◆ **Provided information**:
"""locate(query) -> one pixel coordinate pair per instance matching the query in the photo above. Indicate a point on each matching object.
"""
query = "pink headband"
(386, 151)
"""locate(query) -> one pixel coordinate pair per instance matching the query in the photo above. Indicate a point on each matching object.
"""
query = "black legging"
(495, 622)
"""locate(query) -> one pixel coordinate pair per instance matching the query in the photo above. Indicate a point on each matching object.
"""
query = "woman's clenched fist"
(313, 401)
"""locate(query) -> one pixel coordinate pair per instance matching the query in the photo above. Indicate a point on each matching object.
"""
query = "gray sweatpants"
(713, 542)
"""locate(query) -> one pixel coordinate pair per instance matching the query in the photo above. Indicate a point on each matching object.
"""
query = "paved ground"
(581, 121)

◆ **Your task**:
Copy out all of the lines above, switching "matching object" to "matching item" everywhere it occurs and leaving everything else as it is.

◆ **Task answer**:
"""locate(query) -> one pixel coordinate pair per instance matching the query in the photo above. Indicate a point on each matching item.
"""
query = "pink headband"
(386, 151)
"""locate(query) -> one pixel coordinate pair per instance matching the query in the photo above. Indicate a point on each matching item.
"""
query = "black legging"
(495, 622)
"""locate(query) -> one pixel coordinate pair per instance matching the query in the photo above. Indicate a point on each matching item.
"""
query = "woman's clenched fist"
(313, 401)
"""locate(query) -> one pixel coordinate pair per instance matching the query in the photo above. Indicate a point on each matching item.
"""
query = "gray sweatpants"
(713, 542)
"""locate(query) -> one pixel coordinate pair per instance matching the query in the photo above. Indicate a point on each matching item.
"""
query = "paved ground"
(581, 121)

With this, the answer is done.